═══ Given records ═══

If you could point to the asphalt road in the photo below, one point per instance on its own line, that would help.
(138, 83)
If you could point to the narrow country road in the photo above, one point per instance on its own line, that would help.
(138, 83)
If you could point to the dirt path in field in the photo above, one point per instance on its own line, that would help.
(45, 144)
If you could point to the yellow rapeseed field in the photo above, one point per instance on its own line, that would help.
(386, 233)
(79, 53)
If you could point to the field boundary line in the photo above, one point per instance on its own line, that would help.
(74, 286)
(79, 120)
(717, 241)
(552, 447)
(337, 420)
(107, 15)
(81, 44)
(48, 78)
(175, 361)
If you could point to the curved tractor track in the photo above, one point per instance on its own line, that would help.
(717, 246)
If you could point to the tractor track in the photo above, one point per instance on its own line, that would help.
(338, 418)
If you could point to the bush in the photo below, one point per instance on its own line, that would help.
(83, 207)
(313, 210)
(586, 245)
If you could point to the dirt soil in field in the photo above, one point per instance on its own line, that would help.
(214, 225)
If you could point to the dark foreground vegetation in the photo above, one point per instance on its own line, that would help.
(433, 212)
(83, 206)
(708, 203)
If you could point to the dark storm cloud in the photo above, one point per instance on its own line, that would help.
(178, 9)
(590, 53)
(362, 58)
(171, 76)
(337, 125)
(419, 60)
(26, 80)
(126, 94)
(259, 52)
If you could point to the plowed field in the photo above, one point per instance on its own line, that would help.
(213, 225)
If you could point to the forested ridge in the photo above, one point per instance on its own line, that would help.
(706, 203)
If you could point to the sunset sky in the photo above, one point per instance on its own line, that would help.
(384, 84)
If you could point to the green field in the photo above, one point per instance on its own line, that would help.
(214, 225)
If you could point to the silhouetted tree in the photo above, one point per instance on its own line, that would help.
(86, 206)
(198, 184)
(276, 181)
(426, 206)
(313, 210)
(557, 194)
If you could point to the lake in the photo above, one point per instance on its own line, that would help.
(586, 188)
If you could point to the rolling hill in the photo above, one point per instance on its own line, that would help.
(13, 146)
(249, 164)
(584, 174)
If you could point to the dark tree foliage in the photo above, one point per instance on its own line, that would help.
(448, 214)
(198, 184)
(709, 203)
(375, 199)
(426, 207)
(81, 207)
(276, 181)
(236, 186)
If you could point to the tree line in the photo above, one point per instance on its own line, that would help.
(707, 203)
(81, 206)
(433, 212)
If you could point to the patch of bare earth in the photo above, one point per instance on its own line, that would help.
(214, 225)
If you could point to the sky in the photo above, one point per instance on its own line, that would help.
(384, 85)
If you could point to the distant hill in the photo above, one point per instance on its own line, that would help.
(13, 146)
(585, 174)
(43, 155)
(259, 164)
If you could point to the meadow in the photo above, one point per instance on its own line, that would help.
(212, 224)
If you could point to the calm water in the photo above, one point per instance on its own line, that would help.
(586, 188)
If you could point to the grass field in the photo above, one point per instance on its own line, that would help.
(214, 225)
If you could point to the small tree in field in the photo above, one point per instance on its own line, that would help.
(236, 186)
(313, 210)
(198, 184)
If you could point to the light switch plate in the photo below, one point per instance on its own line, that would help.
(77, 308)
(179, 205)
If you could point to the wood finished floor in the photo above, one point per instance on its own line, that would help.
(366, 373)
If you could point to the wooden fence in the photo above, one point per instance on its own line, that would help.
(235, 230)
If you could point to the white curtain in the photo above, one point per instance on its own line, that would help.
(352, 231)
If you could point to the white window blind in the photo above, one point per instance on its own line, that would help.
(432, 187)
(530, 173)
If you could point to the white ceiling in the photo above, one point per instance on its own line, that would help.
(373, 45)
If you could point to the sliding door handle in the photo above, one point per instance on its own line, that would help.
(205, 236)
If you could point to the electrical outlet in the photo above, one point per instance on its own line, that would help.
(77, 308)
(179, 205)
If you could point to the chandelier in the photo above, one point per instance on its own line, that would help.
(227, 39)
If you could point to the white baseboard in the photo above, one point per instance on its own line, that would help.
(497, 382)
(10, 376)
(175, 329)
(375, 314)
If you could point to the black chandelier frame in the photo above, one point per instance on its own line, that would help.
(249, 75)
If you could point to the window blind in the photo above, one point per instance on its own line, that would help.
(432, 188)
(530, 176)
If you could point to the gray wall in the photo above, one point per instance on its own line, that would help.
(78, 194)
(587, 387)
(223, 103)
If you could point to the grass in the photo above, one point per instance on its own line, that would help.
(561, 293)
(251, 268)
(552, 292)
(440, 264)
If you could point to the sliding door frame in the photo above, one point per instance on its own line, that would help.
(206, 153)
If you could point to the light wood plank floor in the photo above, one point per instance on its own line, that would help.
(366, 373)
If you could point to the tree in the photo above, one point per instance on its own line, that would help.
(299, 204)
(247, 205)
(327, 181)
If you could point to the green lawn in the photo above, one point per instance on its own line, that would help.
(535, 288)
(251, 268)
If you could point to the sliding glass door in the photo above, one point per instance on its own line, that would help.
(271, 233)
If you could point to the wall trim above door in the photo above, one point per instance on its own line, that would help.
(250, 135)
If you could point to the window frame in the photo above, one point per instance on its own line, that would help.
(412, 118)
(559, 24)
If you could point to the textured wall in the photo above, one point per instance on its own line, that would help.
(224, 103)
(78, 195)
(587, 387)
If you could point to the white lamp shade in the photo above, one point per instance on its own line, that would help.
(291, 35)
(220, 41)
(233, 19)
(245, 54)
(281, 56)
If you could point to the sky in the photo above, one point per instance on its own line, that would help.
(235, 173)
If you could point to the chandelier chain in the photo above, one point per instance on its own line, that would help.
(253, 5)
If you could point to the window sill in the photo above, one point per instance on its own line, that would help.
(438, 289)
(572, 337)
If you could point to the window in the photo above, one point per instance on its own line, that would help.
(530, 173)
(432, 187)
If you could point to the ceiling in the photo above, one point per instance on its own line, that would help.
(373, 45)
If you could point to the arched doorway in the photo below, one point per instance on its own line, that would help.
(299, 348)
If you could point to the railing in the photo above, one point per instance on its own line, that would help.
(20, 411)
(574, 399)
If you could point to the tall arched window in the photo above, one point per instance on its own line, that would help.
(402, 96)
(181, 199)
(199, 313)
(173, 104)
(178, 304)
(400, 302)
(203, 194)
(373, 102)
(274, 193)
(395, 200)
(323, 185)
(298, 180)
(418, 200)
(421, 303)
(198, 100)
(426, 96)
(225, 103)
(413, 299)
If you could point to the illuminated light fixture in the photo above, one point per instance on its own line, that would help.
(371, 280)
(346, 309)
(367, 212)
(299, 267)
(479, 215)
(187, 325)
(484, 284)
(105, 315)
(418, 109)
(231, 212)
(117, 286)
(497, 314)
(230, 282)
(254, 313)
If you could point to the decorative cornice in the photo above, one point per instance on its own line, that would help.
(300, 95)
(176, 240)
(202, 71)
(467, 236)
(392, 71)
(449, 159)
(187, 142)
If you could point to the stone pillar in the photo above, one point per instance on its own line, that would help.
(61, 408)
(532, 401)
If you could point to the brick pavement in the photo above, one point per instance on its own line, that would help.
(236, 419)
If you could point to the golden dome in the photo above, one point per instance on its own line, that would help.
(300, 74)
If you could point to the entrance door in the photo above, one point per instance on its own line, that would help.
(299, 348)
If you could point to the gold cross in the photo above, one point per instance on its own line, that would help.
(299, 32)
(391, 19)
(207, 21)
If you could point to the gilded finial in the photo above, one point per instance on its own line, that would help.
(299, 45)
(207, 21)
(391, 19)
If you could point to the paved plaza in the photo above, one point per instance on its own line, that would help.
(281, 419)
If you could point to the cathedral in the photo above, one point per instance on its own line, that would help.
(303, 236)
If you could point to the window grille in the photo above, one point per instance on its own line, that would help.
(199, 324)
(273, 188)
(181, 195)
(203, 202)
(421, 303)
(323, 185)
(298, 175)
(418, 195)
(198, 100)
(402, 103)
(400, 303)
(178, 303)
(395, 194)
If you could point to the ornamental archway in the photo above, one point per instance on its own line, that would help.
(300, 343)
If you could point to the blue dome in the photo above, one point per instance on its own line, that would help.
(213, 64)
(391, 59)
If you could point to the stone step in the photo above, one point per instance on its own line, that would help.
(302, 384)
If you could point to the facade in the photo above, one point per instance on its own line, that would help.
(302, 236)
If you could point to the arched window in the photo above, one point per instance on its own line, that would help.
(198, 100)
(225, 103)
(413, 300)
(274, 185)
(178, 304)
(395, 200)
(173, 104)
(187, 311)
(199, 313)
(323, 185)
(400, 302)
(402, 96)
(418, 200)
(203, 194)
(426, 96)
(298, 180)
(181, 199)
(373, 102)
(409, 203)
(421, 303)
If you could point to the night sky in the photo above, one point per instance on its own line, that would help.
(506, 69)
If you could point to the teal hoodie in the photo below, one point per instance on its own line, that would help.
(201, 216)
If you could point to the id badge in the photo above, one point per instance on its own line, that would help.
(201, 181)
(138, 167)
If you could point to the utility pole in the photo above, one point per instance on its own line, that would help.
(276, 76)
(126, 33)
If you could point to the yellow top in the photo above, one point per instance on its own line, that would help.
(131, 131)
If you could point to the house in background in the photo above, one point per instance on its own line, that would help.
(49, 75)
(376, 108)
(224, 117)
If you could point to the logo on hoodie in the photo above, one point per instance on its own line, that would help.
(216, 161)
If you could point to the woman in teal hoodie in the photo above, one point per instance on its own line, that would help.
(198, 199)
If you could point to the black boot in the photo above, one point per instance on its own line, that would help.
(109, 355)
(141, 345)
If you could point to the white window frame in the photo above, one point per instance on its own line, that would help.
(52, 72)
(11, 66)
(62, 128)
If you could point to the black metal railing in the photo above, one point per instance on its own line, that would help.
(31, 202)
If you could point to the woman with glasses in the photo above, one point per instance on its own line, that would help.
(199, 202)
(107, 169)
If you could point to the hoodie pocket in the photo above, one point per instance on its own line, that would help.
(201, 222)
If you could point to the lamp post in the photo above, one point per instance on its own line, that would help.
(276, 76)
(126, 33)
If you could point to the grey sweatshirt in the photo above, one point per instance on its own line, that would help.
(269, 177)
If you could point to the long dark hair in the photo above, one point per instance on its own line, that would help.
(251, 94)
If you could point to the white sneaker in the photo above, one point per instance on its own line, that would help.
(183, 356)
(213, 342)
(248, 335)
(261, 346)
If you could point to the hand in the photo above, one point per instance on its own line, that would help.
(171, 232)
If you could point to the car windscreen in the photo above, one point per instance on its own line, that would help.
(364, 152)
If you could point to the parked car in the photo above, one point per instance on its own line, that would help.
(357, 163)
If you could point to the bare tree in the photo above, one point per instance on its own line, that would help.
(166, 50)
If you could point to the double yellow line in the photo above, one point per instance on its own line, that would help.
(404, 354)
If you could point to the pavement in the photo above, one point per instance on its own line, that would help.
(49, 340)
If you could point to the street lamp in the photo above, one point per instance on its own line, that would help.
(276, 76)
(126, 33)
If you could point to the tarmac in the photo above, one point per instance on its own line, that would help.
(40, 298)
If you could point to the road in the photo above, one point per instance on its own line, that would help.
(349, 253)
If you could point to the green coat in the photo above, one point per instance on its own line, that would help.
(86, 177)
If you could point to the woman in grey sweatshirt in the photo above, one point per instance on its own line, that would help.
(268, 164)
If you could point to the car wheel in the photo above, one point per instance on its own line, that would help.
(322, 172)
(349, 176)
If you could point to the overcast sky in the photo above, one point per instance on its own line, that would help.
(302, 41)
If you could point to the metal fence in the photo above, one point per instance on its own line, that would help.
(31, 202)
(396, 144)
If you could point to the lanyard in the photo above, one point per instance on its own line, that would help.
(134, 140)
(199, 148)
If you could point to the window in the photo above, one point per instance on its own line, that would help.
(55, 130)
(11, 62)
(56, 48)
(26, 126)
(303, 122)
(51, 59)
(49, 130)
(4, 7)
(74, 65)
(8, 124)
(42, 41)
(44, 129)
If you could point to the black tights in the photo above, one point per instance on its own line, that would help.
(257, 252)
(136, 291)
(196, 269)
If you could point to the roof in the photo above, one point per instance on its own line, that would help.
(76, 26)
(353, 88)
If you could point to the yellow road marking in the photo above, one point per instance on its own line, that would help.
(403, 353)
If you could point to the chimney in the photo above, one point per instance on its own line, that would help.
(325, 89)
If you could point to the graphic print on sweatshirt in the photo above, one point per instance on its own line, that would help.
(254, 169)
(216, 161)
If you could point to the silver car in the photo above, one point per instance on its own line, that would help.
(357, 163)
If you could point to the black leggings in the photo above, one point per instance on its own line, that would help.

═══

[The problem]: Beginning with the line that contains "If you could point to the green coat", quote each line exactly through the last line of the entries above, and nothing beyond them.

[Full answer]:
If you could point to the green coat in the photo above, one point per instance on its own line, that would help.
(86, 177)
If you could point to the woman in grey sweatshirt in the photo above, one point per instance on its own line, that would help.
(268, 164)
If you could point to the car wheel in the photo above, one point per instance on its own line, that would help.
(322, 172)
(349, 176)
If you could point to the overcast sky in the photo above, one point per instance on its own line, that would help.
(302, 41)
If you could point to the metal fence in the photo above, one point per instance on its own line, that would help.
(31, 202)
(396, 144)
If you could point to the lanyard in the photo above, one point per instance on its own line, that would help.
(134, 140)
(199, 148)
If you could point to the window in the photo above, one point per instance on its own line, that would help.
(55, 130)
(11, 62)
(56, 48)
(26, 126)
(303, 122)
(51, 59)
(49, 130)
(4, 7)
(74, 65)
(8, 124)
(42, 41)
(44, 129)
If you could point to the black tights in the photo above, one point per instance on its own line, that would help.
(257, 252)
(136, 291)
(196, 269)
If you could point to the roof in the photo above, one point per instance on its own line, that would help.
(76, 26)
(353, 88)
If you could point to the yellow road marking in the photo above, one point per instance on its own line, that would help.
(403, 353)
If you could point to the chimney in the photo above, one point per instance on its own line, that would help.
(325, 89)
If you could point to the graphic print on sweatshirt in the photo above, one point per instance on its own line, that would help.
(254, 169)
(216, 161)
If you could point to the silver car in the photo above, one point per instance on its own line, that would help.
(357, 163)
If you could point to the black leggings in the photo above, one point per instance on its own line, that would help.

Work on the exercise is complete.